*** DATA ROWS
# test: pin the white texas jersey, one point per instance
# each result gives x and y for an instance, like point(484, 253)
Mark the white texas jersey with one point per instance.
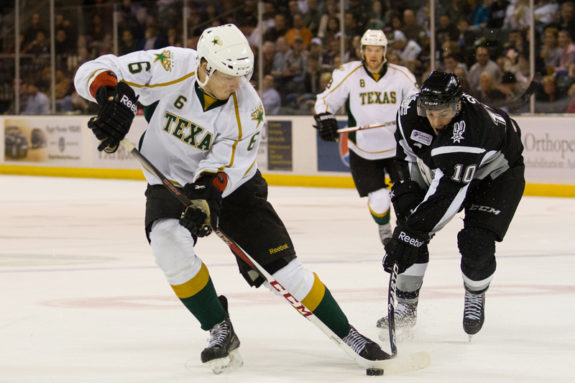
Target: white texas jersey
point(183, 140)
point(369, 102)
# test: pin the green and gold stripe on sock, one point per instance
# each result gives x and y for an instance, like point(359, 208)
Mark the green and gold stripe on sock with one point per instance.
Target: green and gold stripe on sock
point(200, 298)
point(320, 301)
point(380, 219)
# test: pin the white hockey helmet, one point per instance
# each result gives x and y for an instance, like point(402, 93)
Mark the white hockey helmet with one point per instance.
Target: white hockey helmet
point(226, 49)
point(374, 37)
******
# TASK TO COMPLETE
Render all the records above as a numbered list of their lines, skipping blank lines and leaving the pictures out.

# WORKED SOLUTION
1. # test: pin the white texas jersey, one point per instance
2. # each result gives x and y for an instance, like point(484, 253)
3. Mark the white texas jersey with one point per instance.
4. Target: white texas jersey
5. point(183, 140)
6. point(369, 102)
7. # test: pin the green and gold stripe on sock, one point per instance
8. # each result gives x and y for an instance, like point(359, 208)
9. Mark the green and gold stripe on sock with one point per instance.
10. Target: green and gold stripe on sock
11. point(200, 298)
12. point(320, 301)
13. point(380, 219)
14. # test: pin the white hockey helmet, one point per instance
15. # each result gives x and y for an instance, like point(402, 93)
16. Mark the white hockey helmet with one point per instance.
17. Target: white hockey helmet
18. point(226, 49)
19. point(374, 37)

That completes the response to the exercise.